▸ Exercise task
Render every line of the rows below as a Markdown table with the columns "No." and "Line," numbering the lines in order and skipping blank lines. Leave the pictures out of the answer.

Excerpts from annotation records:
--------
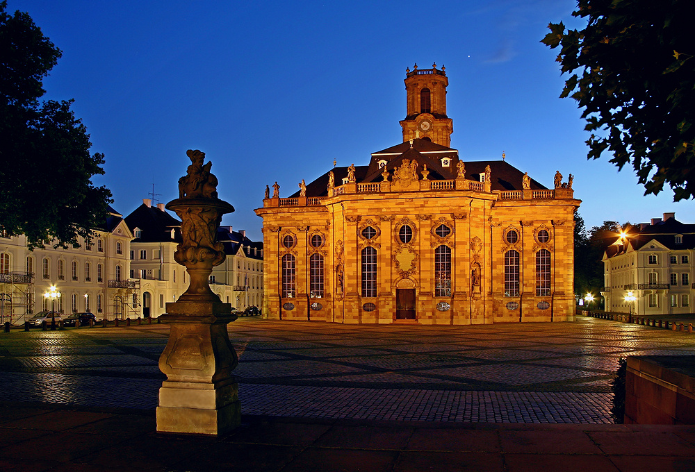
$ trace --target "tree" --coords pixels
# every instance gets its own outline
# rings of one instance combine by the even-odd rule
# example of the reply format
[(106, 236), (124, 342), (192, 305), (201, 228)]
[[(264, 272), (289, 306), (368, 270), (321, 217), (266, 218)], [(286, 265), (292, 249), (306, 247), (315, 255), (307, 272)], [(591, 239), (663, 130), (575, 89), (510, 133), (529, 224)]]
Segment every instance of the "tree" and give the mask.
[(541, 42), (560, 47), (560, 96), (584, 108), (588, 158), (612, 152), (634, 167), (645, 194), (667, 183), (676, 201), (695, 195), (695, 54), (689, 0), (579, 0), (586, 28), (550, 23)]
[(0, 2), (0, 228), (30, 248), (76, 246), (103, 226), (111, 193), (95, 187), (104, 155), (91, 154), (72, 101), (40, 103), (60, 50), (26, 13)]

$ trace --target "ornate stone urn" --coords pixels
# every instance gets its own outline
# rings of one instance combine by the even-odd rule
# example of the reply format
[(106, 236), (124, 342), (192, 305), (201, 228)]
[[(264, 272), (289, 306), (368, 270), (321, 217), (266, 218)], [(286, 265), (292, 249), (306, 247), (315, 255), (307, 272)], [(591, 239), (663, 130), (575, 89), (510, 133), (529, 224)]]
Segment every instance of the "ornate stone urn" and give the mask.
[(157, 430), (219, 435), (240, 423), (236, 379), (231, 371), (238, 360), (229, 342), (227, 325), (236, 319), (229, 303), (210, 289), (208, 278), (225, 258), (216, 242), (225, 213), (234, 207), (218, 199), (217, 178), (205, 154), (189, 150), (186, 175), (179, 180), (179, 198), (167, 204), (181, 219), (181, 242), (174, 259), (186, 266), (188, 289), (167, 303), (162, 321), (171, 325), (169, 342), (159, 358), (167, 380), (159, 389)]

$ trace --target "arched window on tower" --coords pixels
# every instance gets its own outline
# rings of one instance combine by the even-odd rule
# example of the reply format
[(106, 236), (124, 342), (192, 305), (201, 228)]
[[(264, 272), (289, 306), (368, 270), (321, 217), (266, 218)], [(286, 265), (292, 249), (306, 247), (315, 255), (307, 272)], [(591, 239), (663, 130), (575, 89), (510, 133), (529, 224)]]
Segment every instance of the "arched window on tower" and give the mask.
[(430, 89), (423, 88), (420, 91), (420, 112), (431, 113), (432, 106), (430, 101)]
--------
▸ Response
| No. | Line |
|---|---|
| 1 | $ trace --target "tree" --coords pixels |
| 2 | # every instance gets its own outline |
| 3 | # rings of one instance combine by the even-odd rule |
| 4 | # example of the reply format |
| 5 | [(106, 236), (124, 342), (192, 305), (201, 228)] |
| 6 | [[(264, 272), (289, 306), (368, 270), (321, 217), (266, 218)], [(286, 265), (292, 249), (306, 247), (315, 255), (307, 272)], [(591, 239), (663, 130), (575, 89), (510, 133), (529, 224)]] |
| 7 | Segment every instance of the "tree" and give the mask. |
| 8 | [(541, 42), (560, 47), (560, 96), (584, 108), (588, 158), (612, 152), (634, 167), (645, 194), (667, 183), (676, 201), (695, 195), (695, 54), (689, 0), (579, 0), (586, 28), (550, 23)] |
| 9 | [(0, 2), (0, 228), (30, 248), (76, 246), (103, 226), (111, 193), (95, 187), (104, 155), (91, 154), (72, 101), (40, 103), (60, 50), (26, 13)] |
| 10 | $ trace --target "ornate stone urn" --coords pixels |
| 11 | # every instance gets its own outline |
| 12 | # rings of one instance combine by the even-odd rule |
| 13 | # example of the reply format |
| 14 | [(106, 236), (124, 342), (192, 305), (201, 228)] |
| 15 | [[(264, 272), (289, 306), (368, 270), (321, 217), (266, 218)], [(286, 265), (292, 249), (306, 247), (315, 255), (307, 272)], [(591, 239), (663, 130), (575, 89), (510, 133), (529, 224)]] |
| 16 | Segment every instance of the "ornate stone urn" and give the mask. |
| 17 | [(157, 430), (219, 435), (240, 423), (236, 379), (231, 371), (238, 360), (229, 342), (227, 325), (236, 319), (229, 303), (210, 289), (208, 278), (225, 258), (216, 242), (225, 213), (234, 207), (218, 199), (217, 178), (205, 154), (189, 150), (186, 175), (179, 180), (179, 198), (167, 204), (181, 219), (181, 242), (174, 259), (186, 266), (188, 289), (167, 303), (162, 321), (171, 325), (169, 342), (159, 358), (167, 380), (159, 389)] |
| 18 | $ trace --target "arched window on tower" --coords pixels |
| 19 | # every instance gets its own outline |
| 20 | # rings of one instance combine by the even-odd rule |
| 21 | # example of the reply format |
| 22 | [(106, 236), (124, 342), (192, 305), (201, 228)] |
| 23 | [[(264, 272), (289, 306), (368, 270), (321, 217), (266, 218)], [(286, 265), (292, 249), (306, 247), (315, 255), (307, 272)], [(591, 239), (663, 130), (575, 89), (510, 133), (529, 224)]] |
| 24 | Segment every instance of the "arched window on tower" and give the mask. |
| 25 | [(430, 89), (423, 88), (420, 91), (420, 112), (431, 113), (432, 106), (430, 101)] |